## [Instruction]
Please carry on the forum thread about porcupine hunting below from the point where it stops.

## [Passage given]

....

# Looking for Porcupine Hunters



## dwarneroutdoorswriter (Apr 17, 2008)

I'm working on a story for Predator Extreme about porcupine hunting, and I'm looking for some hunters to interview. If you hunt porcupines and are interested in talking with me, please give me a call or fire me an email. 

Thanks.

Darren Warner

(517) 290-6471 [email protected]


----------



## Big Ben (Feb 21, 2008)

I've shot some porky's in my day....does that make me a porcupine hunter?!!


----------



## Rasputin (Jan 13, 2009)

I shot the one that stuck my dogs. I guess that makes me vindictive, not necessarily a hunter. Good lcuk with your story.


----------



## ozziesstang (Nov 29, 2009)

Around 15 years ago I knew the best porky hunter in michigan! His name was BO....and he was a Redbone! Bo liked to stick his nose where it didnt belong....too many times! lol


----------



## Hackman (Aug 13, 2008)

....

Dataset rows
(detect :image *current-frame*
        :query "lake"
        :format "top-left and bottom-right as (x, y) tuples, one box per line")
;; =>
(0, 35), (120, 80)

....

## [Expected output]
My dog has had 2 seperate mouthfuls of quills he will tell you about them for some biscuts.


----------



## FixedBlade (Oct 14, 2002)

Does anyone really hunt porkies? Or are they incidentals while hunting other critters.


----------



## Death_From_Above (Jul 29, 2004)

I always thought Porky's were illegal to shoot in the state of michigan? I was told they were protected because they are the only animal you can chase down and kill with a stick if you needed meat to survive. Guess My leg could have been pulled.


----------



## Duckman Racing (Oct 11, 2004)

Death_From_Above said:


> I always thought Porky's were illegal to shoot in the state of michigan? I was told they were protected because they are the only animal you can chase down and kill with a stick if you needed meat to survive. Guess My leg could have been pulled.


From the hunting guide:



> Opossum, *porcupine*, weasel, red squirrel, skunk, ground squirrel, woodchuck, starling and English sparrows may be taken year-round with a valid hunting license. Feral pigeons may be taken with a firearm year-round with a valid hunting license


----------



## Mickey Finn (Jan 21, 2005)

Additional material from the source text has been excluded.